══ DOCUMENT TEXT
Prep Time 10 minutes
Cook Time 40 minutes
Total Time 50 minutes
Servings: 4 servings

Ingredients
  

  • 1 boneless, skin-on turkey breast (2 to 3 pounds)
  • 1 pound fresh green beans, trimmed
  • 3 tablespoons olive oil, divided
  • 1 teaspoon kosher salt (plus more to taste)
  • 1/2 teaspoon black pepper
  • 1 teaspoon garlic powder
  • 1 teaspoon onion powder
  • 1 teaspoon paprika (sweet or smoked)
  • 1 teaspoon dried thyme or Italian seasoning
  • 3 garlic cloves, minced (optional for the beans)
  • 1 lemon (zest and wedges)
  • Fresh herbs like parsley or thyme, chopped (optional garnish)
  • 1 tablespoon butter (optional, for basting or finishing)

Method
 

  1. Preheat the oven: Set your oven to 375°F (190°C). Line a large sheet pan with parchment or lightly oil it.
  2. Pat the turkey dry: Use paper towels to remove surface moisture. Dry skin or surface helps the rub cling and promotes browning.
  3. Mix the seasoning: In a small bowl, combine salt, pepper, garlic powder, onion powder, paprika, dried thyme, and the zest of half a lemon.
  4. Season the turkey: Rub 2 tablespoons olive oil over the turkey breast, then coat it evenly with the seasoning mix. Tuck any thin edges under so it roasts evenly.
  5. Prepare the green beans: Toss beans with 1 tablespoon olive oil, a pinch of salt and pepper, and the minced garlic if using. Spread them on the sheet pan in a single layer, leaving space for the turkey.
════
══ DATA
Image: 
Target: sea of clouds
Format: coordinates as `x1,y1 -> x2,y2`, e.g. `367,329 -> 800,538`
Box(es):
════
▶ **TASKS FOR THIS EXERCISE**:
1/ In the turkey recipe, what temperature should the oven be set to?
2/ Reproduce everything in the turkey recipe from "4. Season the" down to "it roasts evenly.", word for word.
3/ Pick up the turkey recipe where it stops and write the steps that come next.

▶ **OUTPUTS BY TASK**:
1/ 375°F (190°C).

2/
4. Season the turkey: Rub 2 tablespoons olive oil over the turkey breast, then coat it evenly with the seasoning mix. Tuck any thin edges under so it roasts evenly.

3/
  6. Arrange on the pan: Place the turkey breast on the sheet pan, skin-side up if your cut has skin. Nestle the beans around it without crowding.
  7. Bake: Roast for 35–50 minutes, depending on the size of your turkey breast. Begin checking internal temperature at 35 minutes.
  8. Check doneness: Use an instant-read thermometer in the thickest part. Pull the turkey at 160°F (71°C); it will rise to 165°F (74°C) as it rests.
  9. Optional butter finish: In the last 5 minutes, dot the turkey with butter or baste with pan juices for extra richness.
  10. Rest the meat: Transfer the turkey to a cutting board, tent loosely with foil, and rest for 10–15 minutes. This keeps it juicy and easier to slice.
  11. Brighten the beans: Squeeze a little lemon over the beans, toss, and taste for seasoning. Add a pinch more salt if needed.
  12. Slice and serve: Slice turkey against the grain. Garnish with chopped parsley and serve with lemon wedges.